From the records below, extract only the lines running from the line with "drawstring in the photo above." to the line with "arm in the photo above.", both lines included, reproducing them exactly.

#### EXERCISE INPUTS

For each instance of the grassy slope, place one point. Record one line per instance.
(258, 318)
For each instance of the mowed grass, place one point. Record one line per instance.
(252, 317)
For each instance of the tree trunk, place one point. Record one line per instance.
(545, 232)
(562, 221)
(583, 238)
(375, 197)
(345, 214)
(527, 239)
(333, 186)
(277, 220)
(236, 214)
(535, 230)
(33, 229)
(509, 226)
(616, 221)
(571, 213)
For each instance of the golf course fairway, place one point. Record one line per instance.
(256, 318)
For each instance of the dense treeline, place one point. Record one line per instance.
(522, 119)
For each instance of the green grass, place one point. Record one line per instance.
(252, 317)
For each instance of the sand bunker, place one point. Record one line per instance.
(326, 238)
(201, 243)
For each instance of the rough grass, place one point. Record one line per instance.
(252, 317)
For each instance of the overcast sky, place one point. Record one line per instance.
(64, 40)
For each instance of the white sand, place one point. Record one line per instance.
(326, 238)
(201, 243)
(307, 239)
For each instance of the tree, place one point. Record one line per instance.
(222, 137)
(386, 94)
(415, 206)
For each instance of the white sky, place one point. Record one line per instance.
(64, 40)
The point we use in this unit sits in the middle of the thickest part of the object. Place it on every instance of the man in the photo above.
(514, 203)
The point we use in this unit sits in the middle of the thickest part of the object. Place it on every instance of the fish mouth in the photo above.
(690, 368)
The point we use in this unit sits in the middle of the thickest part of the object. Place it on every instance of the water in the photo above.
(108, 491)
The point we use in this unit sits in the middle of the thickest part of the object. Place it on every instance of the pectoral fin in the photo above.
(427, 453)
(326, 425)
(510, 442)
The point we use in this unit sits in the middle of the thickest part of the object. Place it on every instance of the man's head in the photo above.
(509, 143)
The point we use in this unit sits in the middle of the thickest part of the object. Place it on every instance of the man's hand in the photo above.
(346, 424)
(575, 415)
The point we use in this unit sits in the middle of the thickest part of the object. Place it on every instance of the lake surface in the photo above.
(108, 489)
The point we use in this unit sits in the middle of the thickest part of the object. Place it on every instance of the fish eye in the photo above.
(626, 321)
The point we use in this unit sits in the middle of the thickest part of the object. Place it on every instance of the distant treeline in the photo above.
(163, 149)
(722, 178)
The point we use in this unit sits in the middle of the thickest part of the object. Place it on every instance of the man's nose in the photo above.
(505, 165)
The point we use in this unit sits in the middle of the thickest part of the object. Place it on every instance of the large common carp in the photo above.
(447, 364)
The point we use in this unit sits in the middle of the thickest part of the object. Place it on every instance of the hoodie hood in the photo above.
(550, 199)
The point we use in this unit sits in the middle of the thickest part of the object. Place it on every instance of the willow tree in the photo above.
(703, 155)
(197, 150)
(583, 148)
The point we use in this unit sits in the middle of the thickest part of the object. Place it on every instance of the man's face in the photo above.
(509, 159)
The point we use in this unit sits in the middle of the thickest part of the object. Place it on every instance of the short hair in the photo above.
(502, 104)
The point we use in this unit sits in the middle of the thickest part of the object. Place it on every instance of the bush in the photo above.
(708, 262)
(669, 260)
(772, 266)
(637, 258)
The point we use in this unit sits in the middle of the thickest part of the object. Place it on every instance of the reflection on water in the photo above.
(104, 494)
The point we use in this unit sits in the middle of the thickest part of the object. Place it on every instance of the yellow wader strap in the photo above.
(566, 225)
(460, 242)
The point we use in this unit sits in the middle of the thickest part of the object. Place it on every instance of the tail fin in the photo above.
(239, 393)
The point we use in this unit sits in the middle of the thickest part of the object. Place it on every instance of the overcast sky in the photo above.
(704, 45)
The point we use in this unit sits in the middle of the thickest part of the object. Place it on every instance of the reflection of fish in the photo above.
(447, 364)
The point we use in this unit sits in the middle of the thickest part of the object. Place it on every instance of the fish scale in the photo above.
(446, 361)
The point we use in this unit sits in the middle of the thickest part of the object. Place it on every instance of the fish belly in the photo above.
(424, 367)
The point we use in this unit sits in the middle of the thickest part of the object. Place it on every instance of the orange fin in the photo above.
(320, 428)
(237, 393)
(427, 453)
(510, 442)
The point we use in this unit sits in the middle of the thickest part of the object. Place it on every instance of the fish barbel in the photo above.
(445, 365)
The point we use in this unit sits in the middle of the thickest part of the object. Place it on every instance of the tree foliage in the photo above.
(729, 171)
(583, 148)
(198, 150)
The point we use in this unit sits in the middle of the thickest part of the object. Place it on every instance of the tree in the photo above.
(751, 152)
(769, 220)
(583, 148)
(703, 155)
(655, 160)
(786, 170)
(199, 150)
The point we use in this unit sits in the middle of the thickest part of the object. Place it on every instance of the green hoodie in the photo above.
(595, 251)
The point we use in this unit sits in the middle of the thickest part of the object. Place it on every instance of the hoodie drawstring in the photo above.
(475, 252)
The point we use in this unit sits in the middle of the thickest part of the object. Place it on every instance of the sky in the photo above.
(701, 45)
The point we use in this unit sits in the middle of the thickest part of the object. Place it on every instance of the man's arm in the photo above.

########
#### EXERCISE INPUTS

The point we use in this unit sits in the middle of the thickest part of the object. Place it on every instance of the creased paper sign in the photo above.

########

**WORKED SOLUTION:**
The point we use in this unit sits in the middle of the thickest part of the object. Place it on every instance of the hoodie drawstring in the photo above.
(475, 252)
The point we use in this unit sits in the middle of the thickest part of the object. Place it on every instance of the sky in the photo above.
(701, 45)
The point we use in this unit sits in the middle of the thickest part of the object. Place it on every instance of the man's arm in the photo above.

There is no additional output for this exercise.